Chacune est bien certaine de soi-même, mais non de l’autre ; et ainsi sa propre certitude de soi n’a encore aucune vérité ; car sa vérité consisterait seulement en ce que son propre être-pour-soi se serait présenté à elle comme objet indépendant, ou, ce qui est la même chose, en ce que l’objet se serait présenté comme cette pure certitude de soi-même.

Mais selon le concept de la reconnaissance, cela n’est possible que si l’autre objet accomplit en soi-même pour le premier, comme le premier pour l’autre, cette pure abstraction de l’être-pour-soi, chacun l’accomplissant par sa propre opération et à nouveau par l’opération de l’autre. 

Se présenter soi-même comme pure abstraction de la conscience de soi consiste à se montrer, comme pure négation de sa manière d’être objective, ou consiste à montrer qu’on n’est attaché à aucun être-là déterminé, pas plus qu’à la singularité universelle de l’être-là en général, à montrer qu’on n’est pas attaché à la vie.

Cette présentation est la double opération : opération de l’autre et opération par soi-même. En tant qu’elle est l’opération de l’autre, chacun tend donc à la mort de l’autre. Mais en cela est aussi présente la seconde opération, l’opération sur soi et par soi ; car la première opération implique le risque de sa propre vie. Le comportement des deux consciences de soi est donc déterminé de telle sorte qu’elles se prouvent elles-mêmes et l’une à l’autre au moyen de la lutte pour la vie et la mort. Elles doivent nécessairement engager cette lutte, car elles doivent élever leur certitude d’être pour soi à la vérité en l’autre et en elles-mêmes.

C’est seulement par le risque de sa vie qu’on conserve la liberté, qu’on prouve que l’essence de la conscience de soi n’est pas l’être, n’est pas le mode immédiat dans lequel la conscience de soi surgit d’abord, n’est pas enfoncement dans l’expansion de la vie ; on prouve plutôt par ce risque que dans la conscience de soi il n’y a rien de présent qui ne soit pour elle un moment disparaissant, on prouve qu’elle est seulement un pur être-pour-soi.

L’individu qui n’a pas mis sa vie en jeu peut bien être reconnu comme personne ; mais il n’a pas atteint la vérité de cette reconnaissance comme reconnaissance d’une conscience de soi indépendante.

Pareillement, chaque individu doit tendre à la mort de l’autre quand il risque sa propre vie ; car l’autre ne vaut pas plus pour lui que lui-même ; son essence se présente à lui comme un Autre, il est à l’extérieur de soi, et il doit supprimer son être-à-l’extérieur-de-soi ; l’Autre est une conscience embarrassée de multiple façon et qui vit dans l’élément de l’être ; or il doit intuitionner son être-autre, comme pur être-pour-soi ou comme absolue négation.

• [DÉFI A]: D'après le texte fourni, par quel moyen les deux consciences de soi se prouvent-elles elles-mêmes et l'une à l'autre ?
• [DÉFI B]: Le texte fourni affirme que l'essence de la conscience de soi n'est pas certaines choses. Citez-les toutes.

• [INFORMATIONS AFFICHÉES]:
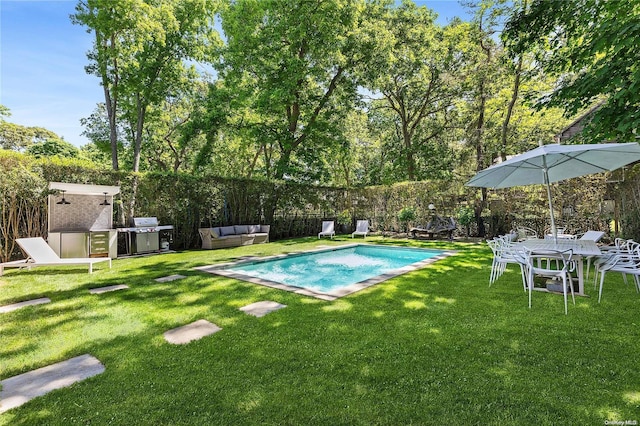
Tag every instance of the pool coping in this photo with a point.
(219, 269)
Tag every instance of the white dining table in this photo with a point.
(580, 248)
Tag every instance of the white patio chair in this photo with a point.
(564, 258)
(620, 247)
(525, 233)
(504, 253)
(328, 229)
(362, 228)
(594, 236)
(625, 263)
(40, 254)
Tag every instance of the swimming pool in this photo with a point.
(333, 272)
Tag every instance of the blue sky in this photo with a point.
(42, 60)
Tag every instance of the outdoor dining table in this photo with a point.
(580, 248)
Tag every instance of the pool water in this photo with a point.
(330, 270)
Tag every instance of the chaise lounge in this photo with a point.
(40, 254)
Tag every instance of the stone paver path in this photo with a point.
(19, 389)
(260, 309)
(187, 333)
(14, 306)
(170, 278)
(101, 290)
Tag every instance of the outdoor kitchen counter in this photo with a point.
(84, 243)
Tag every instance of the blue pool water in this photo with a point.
(326, 271)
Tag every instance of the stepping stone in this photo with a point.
(187, 333)
(260, 309)
(101, 290)
(19, 389)
(14, 306)
(170, 278)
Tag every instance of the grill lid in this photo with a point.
(145, 222)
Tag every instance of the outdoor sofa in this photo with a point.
(233, 236)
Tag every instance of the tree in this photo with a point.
(295, 65)
(593, 48)
(418, 84)
(18, 138)
(139, 53)
(53, 147)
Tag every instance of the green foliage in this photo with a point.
(52, 148)
(406, 215)
(591, 47)
(344, 217)
(465, 215)
(294, 67)
(16, 137)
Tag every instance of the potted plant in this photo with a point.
(466, 216)
(406, 215)
(344, 221)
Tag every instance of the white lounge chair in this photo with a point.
(362, 228)
(40, 254)
(593, 236)
(328, 229)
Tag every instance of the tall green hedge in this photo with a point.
(189, 202)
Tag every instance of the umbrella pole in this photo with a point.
(553, 220)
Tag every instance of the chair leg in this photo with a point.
(530, 286)
(602, 273)
(564, 292)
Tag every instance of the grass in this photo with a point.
(435, 346)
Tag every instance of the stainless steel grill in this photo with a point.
(144, 236)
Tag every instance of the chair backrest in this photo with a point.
(327, 226)
(362, 226)
(38, 250)
(565, 257)
(592, 235)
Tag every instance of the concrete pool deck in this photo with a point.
(221, 270)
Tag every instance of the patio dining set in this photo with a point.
(560, 258)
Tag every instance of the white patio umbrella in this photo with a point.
(553, 163)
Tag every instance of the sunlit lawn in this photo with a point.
(435, 346)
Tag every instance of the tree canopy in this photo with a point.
(593, 48)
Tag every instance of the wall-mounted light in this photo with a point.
(105, 202)
(63, 201)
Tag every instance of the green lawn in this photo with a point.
(435, 346)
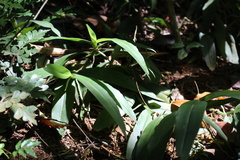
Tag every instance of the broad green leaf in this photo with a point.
(231, 51)
(236, 117)
(140, 149)
(92, 35)
(208, 50)
(143, 120)
(47, 25)
(207, 4)
(103, 94)
(58, 71)
(104, 120)
(158, 141)
(216, 127)
(220, 34)
(65, 38)
(194, 45)
(131, 49)
(64, 59)
(182, 54)
(188, 120)
(41, 72)
(224, 93)
(117, 78)
(122, 102)
(63, 101)
(22, 153)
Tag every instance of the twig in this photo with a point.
(113, 154)
(140, 94)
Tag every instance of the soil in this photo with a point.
(81, 142)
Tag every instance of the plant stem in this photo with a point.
(173, 22)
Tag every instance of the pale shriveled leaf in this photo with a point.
(143, 120)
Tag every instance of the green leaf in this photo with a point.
(231, 51)
(41, 72)
(117, 78)
(122, 102)
(207, 4)
(224, 93)
(152, 143)
(104, 120)
(63, 102)
(92, 35)
(158, 141)
(47, 25)
(65, 38)
(209, 50)
(58, 71)
(216, 127)
(194, 45)
(182, 54)
(22, 153)
(220, 34)
(64, 59)
(104, 95)
(131, 49)
(188, 120)
(143, 120)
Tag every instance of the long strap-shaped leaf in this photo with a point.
(188, 119)
(104, 95)
(131, 49)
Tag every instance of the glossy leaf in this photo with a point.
(158, 141)
(65, 38)
(104, 95)
(63, 102)
(143, 120)
(64, 59)
(117, 78)
(152, 143)
(188, 120)
(216, 127)
(92, 35)
(47, 24)
(103, 120)
(131, 49)
(58, 71)
(41, 72)
(224, 93)
(220, 34)
(208, 50)
(231, 51)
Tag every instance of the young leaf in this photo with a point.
(143, 120)
(104, 96)
(158, 141)
(188, 120)
(104, 120)
(209, 50)
(131, 49)
(92, 36)
(63, 102)
(216, 127)
(47, 25)
(58, 71)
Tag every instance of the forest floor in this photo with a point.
(81, 142)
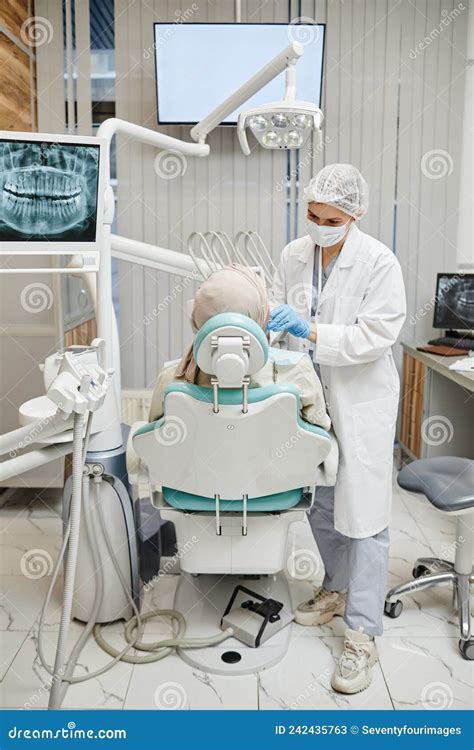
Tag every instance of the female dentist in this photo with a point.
(341, 298)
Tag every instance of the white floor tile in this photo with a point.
(29, 555)
(302, 680)
(426, 673)
(172, 684)
(10, 643)
(21, 600)
(27, 682)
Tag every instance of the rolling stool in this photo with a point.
(448, 483)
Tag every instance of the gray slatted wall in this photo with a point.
(384, 109)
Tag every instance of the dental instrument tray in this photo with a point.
(253, 617)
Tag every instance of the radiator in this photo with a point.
(135, 405)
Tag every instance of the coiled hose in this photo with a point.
(62, 673)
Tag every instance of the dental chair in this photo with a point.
(232, 467)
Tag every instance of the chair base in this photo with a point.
(203, 599)
(432, 571)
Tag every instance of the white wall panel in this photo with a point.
(384, 107)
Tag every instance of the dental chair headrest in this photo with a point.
(230, 346)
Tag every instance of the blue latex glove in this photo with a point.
(284, 318)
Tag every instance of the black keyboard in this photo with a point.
(454, 342)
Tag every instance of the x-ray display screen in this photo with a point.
(48, 191)
(454, 301)
(198, 65)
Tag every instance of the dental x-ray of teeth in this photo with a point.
(48, 191)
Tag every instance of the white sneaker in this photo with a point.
(321, 608)
(353, 671)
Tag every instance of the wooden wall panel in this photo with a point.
(15, 89)
(17, 82)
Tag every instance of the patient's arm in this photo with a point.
(313, 405)
(165, 377)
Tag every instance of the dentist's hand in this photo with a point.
(284, 318)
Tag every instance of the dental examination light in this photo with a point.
(285, 124)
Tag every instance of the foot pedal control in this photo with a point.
(254, 618)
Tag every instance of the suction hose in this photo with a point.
(71, 560)
(62, 674)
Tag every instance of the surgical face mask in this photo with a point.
(326, 236)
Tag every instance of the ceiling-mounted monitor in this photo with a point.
(198, 65)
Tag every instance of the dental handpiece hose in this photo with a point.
(71, 560)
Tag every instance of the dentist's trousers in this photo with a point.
(357, 566)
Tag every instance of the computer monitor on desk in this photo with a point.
(454, 308)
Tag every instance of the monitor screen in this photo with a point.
(198, 65)
(454, 306)
(48, 191)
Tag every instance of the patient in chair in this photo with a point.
(238, 289)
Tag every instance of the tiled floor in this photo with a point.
(419, 667)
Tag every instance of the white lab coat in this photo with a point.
(359, 316)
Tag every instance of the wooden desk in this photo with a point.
(437, 407)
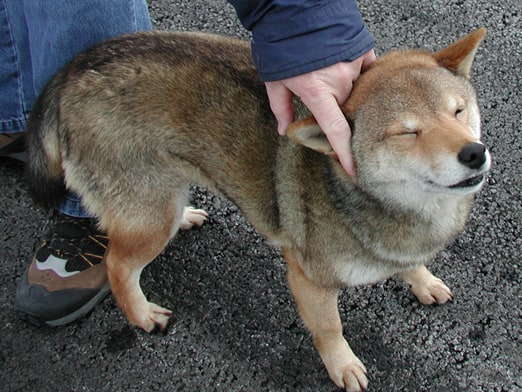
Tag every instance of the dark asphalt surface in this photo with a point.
(235, 327)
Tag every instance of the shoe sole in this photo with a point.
(79, 313)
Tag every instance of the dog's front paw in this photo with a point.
(433, 291)
(353, 377)
(193, 217)
(344, 368)
(150, 317)
(426, 287)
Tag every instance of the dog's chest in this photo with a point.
(355, 272)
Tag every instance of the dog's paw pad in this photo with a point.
(155, 317)
(193, 217)
(432, 291)
(354, 378)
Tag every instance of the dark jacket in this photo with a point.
(292, 37)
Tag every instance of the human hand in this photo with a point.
(323, 92)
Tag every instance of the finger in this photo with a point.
(281, 104)
(368, 59)
(333, 123)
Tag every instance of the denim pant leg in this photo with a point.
(37, 38)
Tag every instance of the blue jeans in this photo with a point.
(38, 37)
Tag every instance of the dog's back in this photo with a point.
(151, 112)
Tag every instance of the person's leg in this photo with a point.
(66, 277)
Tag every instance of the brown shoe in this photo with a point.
(67, 277)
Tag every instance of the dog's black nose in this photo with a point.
(473, 155)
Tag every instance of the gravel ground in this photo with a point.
(235, 327)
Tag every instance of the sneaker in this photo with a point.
(67, 277)
(12, 145)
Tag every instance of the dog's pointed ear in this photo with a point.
(459, 56)
(308, 133)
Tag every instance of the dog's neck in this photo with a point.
(391, 230)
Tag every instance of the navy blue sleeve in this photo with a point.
(292, 37)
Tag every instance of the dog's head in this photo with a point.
(415, 123)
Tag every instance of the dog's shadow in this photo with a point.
(227, 287)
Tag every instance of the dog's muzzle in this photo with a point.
(473, 155)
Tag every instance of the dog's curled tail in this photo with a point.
(44, 173)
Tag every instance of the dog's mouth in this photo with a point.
(468, 183)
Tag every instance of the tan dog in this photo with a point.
(129, 124)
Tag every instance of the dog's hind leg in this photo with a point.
(427, 288)
(130, 250)
(318, 309)
(192, 217)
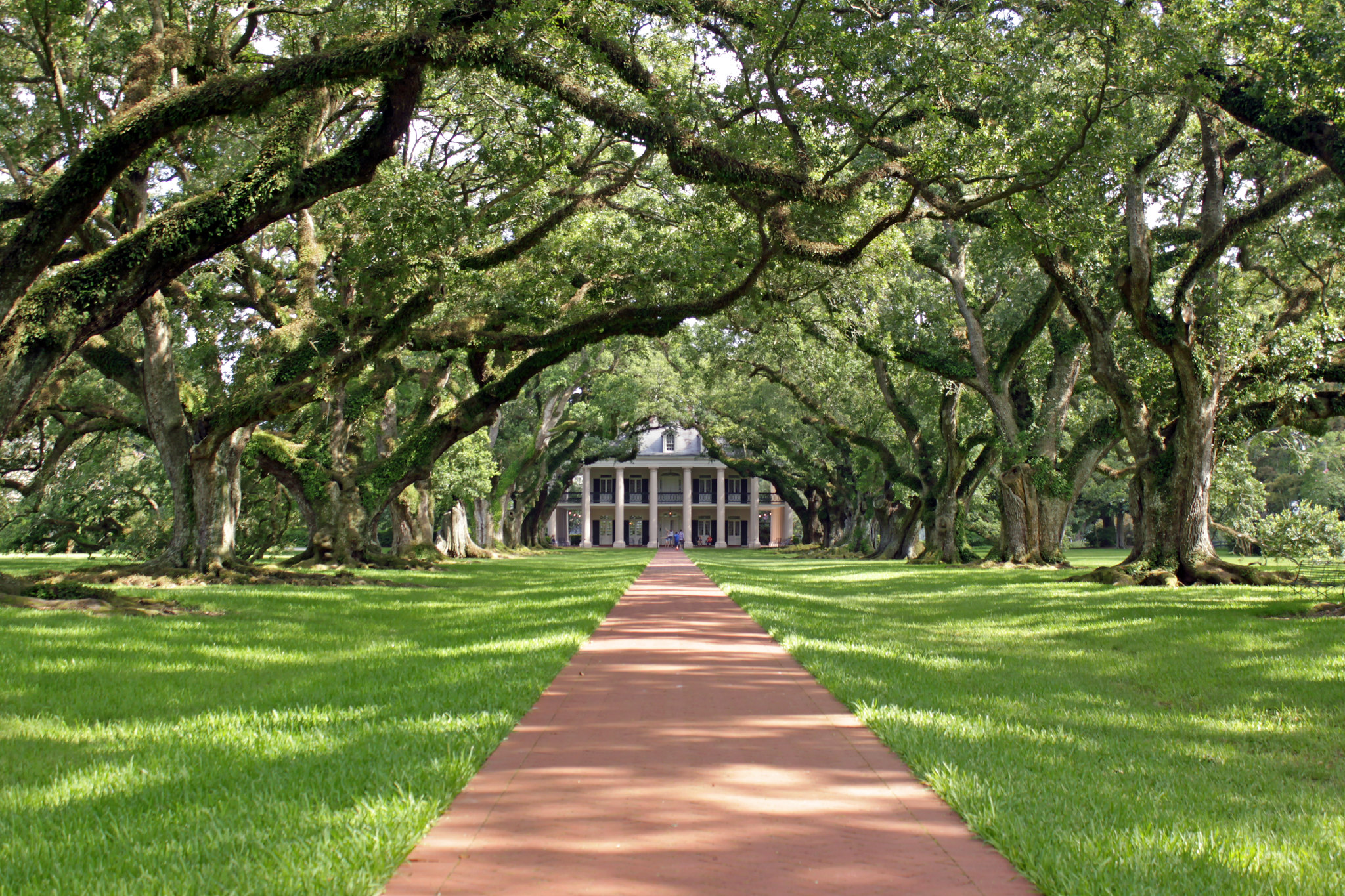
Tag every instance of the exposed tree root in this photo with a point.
(61, 594)
(1214, 571)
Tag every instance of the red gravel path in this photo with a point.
(685, 753)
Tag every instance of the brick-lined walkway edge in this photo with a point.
(684, 753)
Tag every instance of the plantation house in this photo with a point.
(671, 485)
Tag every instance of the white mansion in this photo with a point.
(671, 485)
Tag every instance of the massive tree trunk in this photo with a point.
(217, 494)
(899, 526)
(456, 540)
(169, 429)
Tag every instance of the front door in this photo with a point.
(704, 532)
(734, 538)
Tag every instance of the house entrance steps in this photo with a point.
(682, 753)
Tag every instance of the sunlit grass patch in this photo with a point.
(1106, 739)
(300, 743)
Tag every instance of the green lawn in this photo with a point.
(1107, 740)
(300, 743)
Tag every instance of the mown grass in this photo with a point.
(1106, 739)
(300, 743)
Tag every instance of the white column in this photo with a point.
(619, 534)
(686, 504)
(720, 542)
(654, 507)
(753, 523)
(586, 509)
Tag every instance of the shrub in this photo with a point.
(1305, 530)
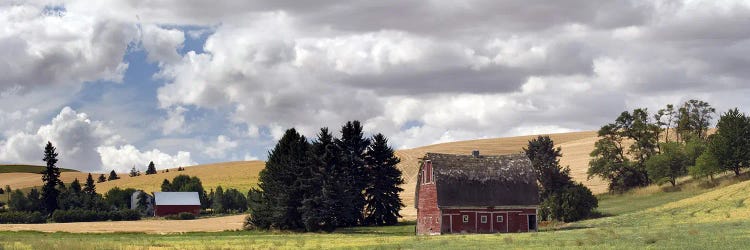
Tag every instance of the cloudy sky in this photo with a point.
(115, 84)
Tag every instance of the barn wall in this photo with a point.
(163, 210)
(428, 214)
(513, 220)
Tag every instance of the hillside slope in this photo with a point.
(242, 175)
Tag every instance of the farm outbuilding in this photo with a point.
(476, 194)
(176, 202)
(135, 197)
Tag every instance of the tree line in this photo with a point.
(562, 199)
(637, 149)
(327, 183)
(74, 202)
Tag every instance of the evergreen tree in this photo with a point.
(321, 204)
(731, 143)
(166, 186)
(352, 146)
(381, 194)
(151, 168)
(671, 163)
(101, 179)
(134, 172)
(218, 200)
(113, 176)
(545, 160)
(75, 186)
(280, 185)
(89, 188)
(50, 178)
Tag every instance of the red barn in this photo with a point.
(476, 194)
(167, 203)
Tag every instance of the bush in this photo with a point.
(79, 215)
(181, 216)
(17, 217)
(575, 202)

• [RÉPONSE FINALE A]: Au moyen de la lutte pour la vie et la mort.

• [RÉPONSE FINALE B]:
- L'être
- Le mode immédiat dans lequel la conscience de soi surgit d'abord
- L'enfoncement dans l'expansion de la vie